• **PASAJE SELECCIONADO**
Hace algunas semanas, mientras navegaba en redes sociales, me encontré con un tweet que llamó mi atención: “Llamadme loca, pero escuchar un audiolibro no es leer” (Mesa, 2022). Esta declaración estaba enlazada como respuesta a otro tweet, en el que un comunicador español, Jiménez Cuesta (2022) escribía sobre su experiencia personal con los audiolibros. Este pequeño intercambio en redes se fue ampliando con más opiniones sobre la definición del audiolibro y los usos válidos del verbo leer. Si bien muchos de estos usuarios afirmaban todo tipo de declaraciones sobre este tópico, a mí me surgieron varias preguntas: ¿Qué cambios trajo la revolución digital a los hábitos de lectura? ¿Por qué tiene tanta importancia el soporte en el que se lee? ¿Qué diferencias hay entre un libro electrónico, un audiolibro y un libro físico? ¿Hay un ranking de legitimidad al momento de la lectura? ¿Qué es leer hoy en día?
 

En consecuencia, surge la cuestión que dispara mi escritura: ¿En los últimos años hubo modificaciones trascendentes en los hábitos lectores tradicionales?

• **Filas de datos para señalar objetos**
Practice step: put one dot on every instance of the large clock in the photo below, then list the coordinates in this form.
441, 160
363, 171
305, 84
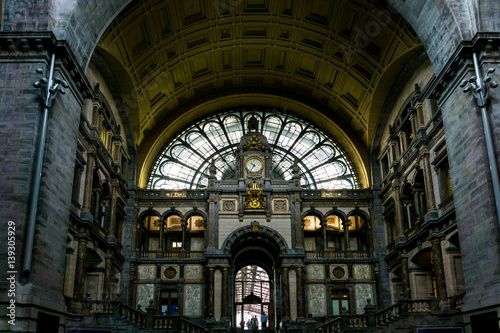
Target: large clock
254, 165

• **TAREA A REALIZAR**
Sigue escribiendo el texto sobre los hábitos de lectura a partir de la pregunta con la que termina. Los ítems no tienen ningún papel en esto.

• **RESULTADO DEL EJERCICIO**
Podemos empezar a responder la pregunta a partir de una observación empírica: ciertos modos de leer cambiaron a partir de una herramienta que permite la conectividad global e inmediata: Internet. La primera huella de transformación en los hábitos de lectura que tenemos es el soporte. El libro –para algunos, un objeto fetichista, digno de ovación; para otros, un objeto obsoleto, pesado, anti-ecologista– ha sabido trasladarse a los soportes electrónicos que atiborran el día a día: computadoras, celulares, libros electrónicos, etcétera. Esto hizo que el libro entrara en la lógica de socialización que tiene Internet: postear, compartir, descargar. Así, los textos tienen un alcance más global, es decir, llegan a más personas, de manera más inmediata y con un costo monetario extremadamente menor, cuando no de forma gratuita.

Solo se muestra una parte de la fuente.